### DATA SHOWN

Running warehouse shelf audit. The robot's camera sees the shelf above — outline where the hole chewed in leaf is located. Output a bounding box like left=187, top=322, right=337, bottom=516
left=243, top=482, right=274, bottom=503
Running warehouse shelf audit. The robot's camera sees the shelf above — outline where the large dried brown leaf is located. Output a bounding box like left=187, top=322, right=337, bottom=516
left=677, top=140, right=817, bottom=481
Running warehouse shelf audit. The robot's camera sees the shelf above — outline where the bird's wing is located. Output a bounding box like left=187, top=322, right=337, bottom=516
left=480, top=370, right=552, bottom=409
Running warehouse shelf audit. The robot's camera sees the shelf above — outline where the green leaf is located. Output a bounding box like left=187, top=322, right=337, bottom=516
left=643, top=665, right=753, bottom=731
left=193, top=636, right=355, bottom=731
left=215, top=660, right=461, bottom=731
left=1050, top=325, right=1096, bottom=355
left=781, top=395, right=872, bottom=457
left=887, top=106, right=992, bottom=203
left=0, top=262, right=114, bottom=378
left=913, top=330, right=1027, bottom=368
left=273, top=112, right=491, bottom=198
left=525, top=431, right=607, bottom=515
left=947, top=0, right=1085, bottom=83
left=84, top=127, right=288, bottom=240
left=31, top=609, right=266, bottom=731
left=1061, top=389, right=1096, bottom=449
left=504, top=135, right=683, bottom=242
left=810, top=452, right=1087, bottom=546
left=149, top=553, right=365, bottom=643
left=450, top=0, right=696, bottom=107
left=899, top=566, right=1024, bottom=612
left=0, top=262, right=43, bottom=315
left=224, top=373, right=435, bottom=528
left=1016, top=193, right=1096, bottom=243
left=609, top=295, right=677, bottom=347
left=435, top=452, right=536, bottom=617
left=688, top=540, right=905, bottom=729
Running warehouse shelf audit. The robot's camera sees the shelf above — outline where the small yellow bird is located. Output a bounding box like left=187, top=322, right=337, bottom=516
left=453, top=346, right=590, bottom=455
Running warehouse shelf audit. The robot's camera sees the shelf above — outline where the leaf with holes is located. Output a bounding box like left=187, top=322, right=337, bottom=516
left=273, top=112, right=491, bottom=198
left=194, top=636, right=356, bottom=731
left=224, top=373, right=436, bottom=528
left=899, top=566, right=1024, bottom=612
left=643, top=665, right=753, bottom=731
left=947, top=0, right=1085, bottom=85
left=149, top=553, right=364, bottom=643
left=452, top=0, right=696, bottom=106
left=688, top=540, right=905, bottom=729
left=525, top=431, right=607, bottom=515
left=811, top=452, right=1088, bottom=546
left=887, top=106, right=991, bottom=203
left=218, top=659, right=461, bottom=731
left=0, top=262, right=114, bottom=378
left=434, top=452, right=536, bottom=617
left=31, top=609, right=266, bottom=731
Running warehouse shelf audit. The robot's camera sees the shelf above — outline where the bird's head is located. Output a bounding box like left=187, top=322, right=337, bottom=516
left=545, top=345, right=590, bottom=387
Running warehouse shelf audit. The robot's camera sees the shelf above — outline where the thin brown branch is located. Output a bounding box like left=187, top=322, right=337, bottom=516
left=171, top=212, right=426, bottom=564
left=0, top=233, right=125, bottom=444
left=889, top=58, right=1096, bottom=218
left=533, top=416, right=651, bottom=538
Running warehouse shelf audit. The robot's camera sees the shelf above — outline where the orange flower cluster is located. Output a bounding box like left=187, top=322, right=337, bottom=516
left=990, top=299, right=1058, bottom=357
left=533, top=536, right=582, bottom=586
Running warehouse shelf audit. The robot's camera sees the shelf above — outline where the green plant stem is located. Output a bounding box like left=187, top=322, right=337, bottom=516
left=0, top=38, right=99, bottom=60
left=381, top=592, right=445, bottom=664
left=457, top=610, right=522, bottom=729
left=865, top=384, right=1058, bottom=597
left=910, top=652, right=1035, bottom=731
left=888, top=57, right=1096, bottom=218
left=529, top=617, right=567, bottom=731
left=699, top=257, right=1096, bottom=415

### WHAT YOU HAVE TO DO
Update every item above by replacing "Running warehouse shelf audit" with "Running stockroom inventory check", keeping everything else the same.

### EXPECTED ANSWER
Running stockroom inventory check. The robot's camera sees the shelf above — outline where the hole chewed in leaf is located. Output a bounding box like left=187, top=322, right=337, bottom=516
left=243, top=482, right=274, bottom=503
Running stockroom inventory check. The robot's camera sees the shelf above — outline where the large dried brown leaf is located. Output a bounding box like left=187, top=322, right=337, bottom=516
left=677, top=140, right=817, bottom=481
Running stockroom inventory check. The robot's camera sees the shelf above — outline where the bird's wing is located. Output a bounding box like left=187, top=322, right=337, bottom=516
left=480, top=370, right=552, bottom=409
Running stockroom inventory check. The robot's camera sees the shelf above — outline where the green leaf is located. Output a bounding box like left=187, top=322, right=337, bottom=516
left=643, top=665, right=753, bottom=731
left=193, top=636, right=355, bottom=731
left=215, top=660, right=461, bottom=731
left=1050, top=325, right=1096, bottom=355
left=781, top=395, right=872, bottom=457
left=887, top=106, right=992, bottom=203
left=0, top=262, right=114, bottom=378
left=913, top=330, right=1027, bottom=368
left=273, top=112, right=491, bottom=198
left=525, top=431, right=607, bottom=515
left=947, top=0, right=1085, bottom=83
left=84, top=127, right=288, bottom=240
left=31, top=609, right=266, bottom=731
left=1061, top=389, right=1096, bottom=449
left=504, top=135, right=683, bottom=242
left=810, top=452, right=1087, bottom=546
left=149, top=553, right=365, bottom=643
left=450, top=0, right=696, bottom=107
left=899, top=566, right=1024, bottom=612
left=0, top=262, right=43, bottom=315
left=224, top=373, right=435, bottom=528
left=1016, top=193, right=1096, bottom=243
left=609, top=295, right=677, bottom=347
left=435, top=452, right=536, bottom=617
left=688, top=540, right=905, bottom=729
Running stockroom inventory check. The robot's camera sees the shelf above — outline where the small yellow bird is located. Output a bounding box like left=187, top=322, right=337, bottom=516
left=453, top=346, right=590, bottom=455
Running stockroom inventory check. The robot's camera sees the shelf above — outline where the leaf with holes is located. Output a bounding box like left=187, top=322, right=337, bottom=516
left=273, top=112, right=491, bottom=198
left=194, top=636, right=356, bottom=731
left=224, top=373, right=436, bottom=528
left=899, top=566, right=1024, bottom=612
left=643, top=665, right=753, bottom=731
left=947, top=0, right=1085, bottom=85
left=149, top=553, right=364, bottom=643
left=452, top=0, right=696, bottom=106
left=688, top=540, right=905, bottom=729
left=525, top=431, right=607, bottom=515
left=811, top=452, right=1088, bottom=546
left=887, top=106, right=991, bottom=203
left=218, top=659, right=461, bottom=731
left=0, top=262, right=114, bottom=378
left=434, top=452, right=536, bottom=617
left=31, top=609, right=266, bottom=731
Running stockroom inventory check. The robot's camera sees the shelf above — outline where the bird's head is located. Output a bounding box like left=187, top=322, right=337, bottom=516
left=545, top=345, right=590, bottom=387
Running stockroom inventory check. The robot's camera sees the shelf above — outline where the thin brown branch is located. Output a bounding box like left=187, top=322, right=337, bottom=516
left=171, top=212, right=426, bottom=564
left=0, top=233, right=125, bottom=444
left=889, top=58, right=1096, bottom=218
left=533, top=416, right=651, bottom=538
Running stockroom inventory check. The robot's camera sees the shelf above — outline where the orange flower cluster is located. Output a bounding box like left=187, top=322, right=337, bottom=516
left=990, top=299, right=1058, bottom=357
left=533, top=536, right=582, bottom=586
Running stockroom inventory check. The robot's camera sees the shelf above — outline where the green plant stem is located. Output a bounding box like left=187, top=322, right=337, bottom=516
left=0, top=38, right=99, bottom=60
left=381, top=592, right=445, bottom=664
left=457, top=610, right=522, bottom=729
left=865, top=384, right=1058, bottom=597
left=910, top=652, right=1035, bottom=731
left=888, top=57, right=1096, bottom=218
left=529, top=617, right=567, bottom=731
left=699, top=257, right=1096, bottom=415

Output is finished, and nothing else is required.